Have You Seen The List

Hebrew - die stop squareThis morning Israel published the first few names of those we will release as part of the next round of failed peace talks.

It made me sick

The Israel Prisons Service publicized early Monday the list of the first 26 convicted terrorists who will be released as part of Israel’s confidence-building measures to help the restart of peace talks with the Palestinian Authority.

The list included 17 names of prisoners who had murdered Israelis, including Abu-Musa Salam Ali Atia of Fatah, who murdered Holocaust survivor Isaac Rotenberg in a Petah Tikvah construction site in 1994.

According to Almagor, an organization of terror victims’ families that has campaigned against the prisoner release, Rotenberg’s family perished in the Sobibor extermination camp during World War II. Rotenberg escaped and joined the partisans fighting the Nazis in the forests of Eastern Europe. He arrived in Israel in 1947, joined the IDF and fought in Israel’s Independence War on the Lebanese front.

A plasterer by trade, Rotenberg was attacked by Abu Musa and an accomplice at a construction site where all three men worked in March 1994. He sustained repeated blows to the neck with axes. His wounds induced a coma, and he died two days after the attack. He was survived by his brother and sister, who were also survivors of Sobibor, and by a wife and two children. Rotenberg was 67 when he died.

Rotenberg wasn’t the oldest victim of the prisoners who made it onto the list Sunday. Fatah member Ra’ai Ibrahim Salam Ali was jailed in 1994 for the murder of 79-year-old Moris Eisenstatt. Eisenstatt was killed with ax blows to the head while he sat on a public Kfar Saba bench reading a book.

Read the rest if you have the stomach for it.

I responded at the Times of Israel

Has the world had peace with Germany since the end of WWII?

When we finished WWII and the Germans were defeated did they remain proud of their Nazi “achievements”?

Did they hold true to their Nazi ideology, teach it to their children and harbour dreams of it one day rising to conquer the world?

Were Nazi camp guards who pushed Jews onto trains and into ovens held up in society as heroes?

----

Exercise instructions —
• A. In the records, rewrite the part that opens with the line containing "out the building" and closes with the line containing "[(294, 83)]", swapping "building facade" for "building exterior" and leaving everything else unchanged.
• B. Continue the post on the prisoner release list from the point where it stops.

Dataset records on where objects are located

----

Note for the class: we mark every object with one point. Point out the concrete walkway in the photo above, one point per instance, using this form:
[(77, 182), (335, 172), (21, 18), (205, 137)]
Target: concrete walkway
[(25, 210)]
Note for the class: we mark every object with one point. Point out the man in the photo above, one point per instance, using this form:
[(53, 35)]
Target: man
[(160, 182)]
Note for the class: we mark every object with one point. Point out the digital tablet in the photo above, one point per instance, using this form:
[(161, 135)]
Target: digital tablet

----

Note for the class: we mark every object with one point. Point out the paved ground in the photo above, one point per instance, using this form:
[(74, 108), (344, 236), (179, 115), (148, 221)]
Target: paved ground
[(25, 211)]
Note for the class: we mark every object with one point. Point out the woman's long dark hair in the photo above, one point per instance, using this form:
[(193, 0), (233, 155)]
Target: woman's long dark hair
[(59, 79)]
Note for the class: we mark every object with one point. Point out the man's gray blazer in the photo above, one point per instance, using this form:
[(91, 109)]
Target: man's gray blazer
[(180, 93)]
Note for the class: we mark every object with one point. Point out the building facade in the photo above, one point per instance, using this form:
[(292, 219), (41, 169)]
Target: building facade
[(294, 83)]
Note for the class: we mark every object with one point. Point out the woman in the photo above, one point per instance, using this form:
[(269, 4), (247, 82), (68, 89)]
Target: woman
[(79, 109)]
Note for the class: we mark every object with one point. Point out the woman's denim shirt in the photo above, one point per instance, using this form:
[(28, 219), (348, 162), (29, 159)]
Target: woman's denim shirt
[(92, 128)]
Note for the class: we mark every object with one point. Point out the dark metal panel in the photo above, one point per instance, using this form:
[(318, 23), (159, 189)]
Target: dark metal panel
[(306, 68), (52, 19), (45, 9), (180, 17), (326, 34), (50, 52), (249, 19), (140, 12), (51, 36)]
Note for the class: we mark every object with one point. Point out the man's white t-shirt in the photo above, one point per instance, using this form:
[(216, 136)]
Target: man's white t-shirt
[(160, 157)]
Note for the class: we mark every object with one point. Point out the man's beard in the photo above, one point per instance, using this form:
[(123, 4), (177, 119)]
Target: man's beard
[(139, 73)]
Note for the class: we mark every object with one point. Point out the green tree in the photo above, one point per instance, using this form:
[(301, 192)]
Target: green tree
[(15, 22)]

----

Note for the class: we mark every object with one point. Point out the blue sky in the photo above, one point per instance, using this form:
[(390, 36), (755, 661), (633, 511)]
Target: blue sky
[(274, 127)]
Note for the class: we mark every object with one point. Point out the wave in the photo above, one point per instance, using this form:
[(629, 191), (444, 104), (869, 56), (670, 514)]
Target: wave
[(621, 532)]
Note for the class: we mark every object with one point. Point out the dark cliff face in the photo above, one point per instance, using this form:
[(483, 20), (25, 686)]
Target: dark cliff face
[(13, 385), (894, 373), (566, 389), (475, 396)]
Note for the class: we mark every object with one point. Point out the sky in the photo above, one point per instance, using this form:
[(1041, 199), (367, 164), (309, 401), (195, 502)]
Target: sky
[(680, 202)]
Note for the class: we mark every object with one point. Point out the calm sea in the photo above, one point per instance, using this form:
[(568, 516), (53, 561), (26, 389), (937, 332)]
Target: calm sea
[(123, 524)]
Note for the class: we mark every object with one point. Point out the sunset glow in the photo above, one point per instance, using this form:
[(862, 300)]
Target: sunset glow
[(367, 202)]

----

Answers given —
• A.
Note for the class: we mark every object with one point. Point out the building exterior in the photo above, one point per instance, using this form:
[(292, 219), (41, 169)]
Target: building exterior
[(294, 83)]

• B.
Have Germans continued to teach their kids that one day Germany will be reunited and reclaim its sovereignty over the Sudetenland? Will all the descendants of the 500,000 Germans who were expelled from the Sudetenland by the Beneš decrees (many who had lived there for generations) expect to return to their “homes”?

Read and share the rest.

I illustrated my piece with a simple word in Hebrew: ??. Two letters: Daled – Yud.

It’s a short word that means enough or stop. It can be said in a pleading way: if you tickle a child too much he may say it to you. If a baby is crying you might calm the baby and say it in a soothing voice.

Trouble is it sounds just like “die”. Which was amusing when my mother-in-law sat in Brent Cross shopping centre in London soothing my new born child by saying “die-die-die” over and over to him. People stared.

I am, of course, not playing on this dual meaning at all here. Obviously. Never crossed my mind.

12 thoughts on “Have You Seen The List”

  1. The next time Kerry shows his face in Israel, let’s hope he becomes the target of demonstrations and gets asked tough questions by the media over this.

  2. As for the subject of this topic, it makes me sick too.

    Especially as we know it will be, at best, useless, and far more likely, actually counter-productive (if the aim is peace).

  3. E Pluribus Beagle

    Since their names are known their families can be found. I advocate kidnapping them and using them as bargaining chips.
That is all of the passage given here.